## About this task
A faithful copy of all the records is needed, with the pictures omitted.

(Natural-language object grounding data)
_ _ _ _

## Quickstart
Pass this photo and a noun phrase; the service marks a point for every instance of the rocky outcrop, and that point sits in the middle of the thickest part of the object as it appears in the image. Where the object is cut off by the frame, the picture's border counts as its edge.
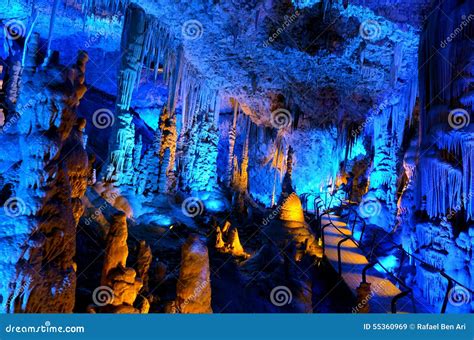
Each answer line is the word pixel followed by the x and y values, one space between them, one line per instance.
pixel 228 241
pixel 194 286
pixel 49 184
pixel 123 281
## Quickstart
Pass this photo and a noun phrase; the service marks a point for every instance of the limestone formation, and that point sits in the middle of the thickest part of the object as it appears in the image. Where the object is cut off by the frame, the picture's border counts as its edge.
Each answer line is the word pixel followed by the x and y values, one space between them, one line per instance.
pixel 194 286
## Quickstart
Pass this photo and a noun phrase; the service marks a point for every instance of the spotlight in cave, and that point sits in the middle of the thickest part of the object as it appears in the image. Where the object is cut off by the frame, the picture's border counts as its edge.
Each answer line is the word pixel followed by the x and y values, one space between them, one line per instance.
pixel 236 156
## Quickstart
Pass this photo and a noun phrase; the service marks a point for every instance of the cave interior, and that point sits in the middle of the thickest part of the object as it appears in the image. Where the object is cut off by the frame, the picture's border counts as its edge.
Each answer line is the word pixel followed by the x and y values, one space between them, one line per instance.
pixel 236 156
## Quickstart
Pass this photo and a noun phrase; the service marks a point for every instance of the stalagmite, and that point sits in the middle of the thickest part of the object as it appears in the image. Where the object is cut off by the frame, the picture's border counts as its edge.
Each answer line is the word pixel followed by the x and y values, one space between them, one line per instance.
pixel 228 241
pixel 116 252
pixel 144 262
pixel 291 208
pixel 122 280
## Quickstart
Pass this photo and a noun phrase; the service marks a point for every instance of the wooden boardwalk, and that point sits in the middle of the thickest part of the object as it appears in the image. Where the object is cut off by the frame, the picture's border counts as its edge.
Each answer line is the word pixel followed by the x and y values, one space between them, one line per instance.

_ _ _ _

## Result of the task
## Quickstart
Pass this photo and a noun phrase; the service marks a point for every instance of the rocky outcrop, and that point sits in the middle of the thickest part of the object as it appears in the image. Where the object is cut off by the frame, the picture's border counts as its edge.
Each answer line is the word pixel followed by the x and y values, one space between them, one line per instance.
pixel 228 241
pixel 194 286
pixel 49 184
pixel 123 281
## Quickstart
Pass this photo and a noun phrase; the service marks a point for every instance of the limestone formation, and that point sits in the middle of the thickest part of the object as it appears in the image. Where the object is cut off by the frame, the picture's border counts as its edge.
Each answer line is the word pixel followed by the x and y values, one space between them, one line per instance.
pixel 194 286
## Quickstart
Pass this photo and a noun phrase; the service marks a point for every instance of the spotlight in cave, and that point sits in the middle of the thickest part of the object as it appears in the image. Where the object is cut off by the frame, the picture's border counts as its edge.
Each answer line is the word pixel followed by the x and y values, one space between them, one line per instance.
pixel 236 156
## Quickstart
Pass this photo and a noun phrase; the service marks a point for every instance of the cave interior, and that point sits in the middle of the thickest part of the object as it appears in the image. Where the object is cut off by the frame, the picture's border counts as its edge.
Each answer line is the word pixel followed by the x and y values, one space between them, one line per instance.
pixel 236 156
## Quickstart
Pass this photo and a noun phrase; the service marks a point for every instance of the stalagmite, and that point sits in the middle of the thickest part of the object as it appears in the image. Where the object is cut off by the frame, the picture's border counts as its edge.
Each answer line is the word pixel followed by the x and y values, one space between them, one line per instance.
pixel 228 241
pixel 116 252
pixel 144 262
pixel 291 208
pixel 122 280
## Quickstart
Pass this photo and a noun phrase; the service marks a point for every instance of the wooden boardwalk, and that point sits in the middle of the thickest part of the object as it appears in the image. Where the object is cut off by the frame, the picture's border counts as its edge.
Each answer line is the word pixel followed by the x and y values, one space between them, one line per instance.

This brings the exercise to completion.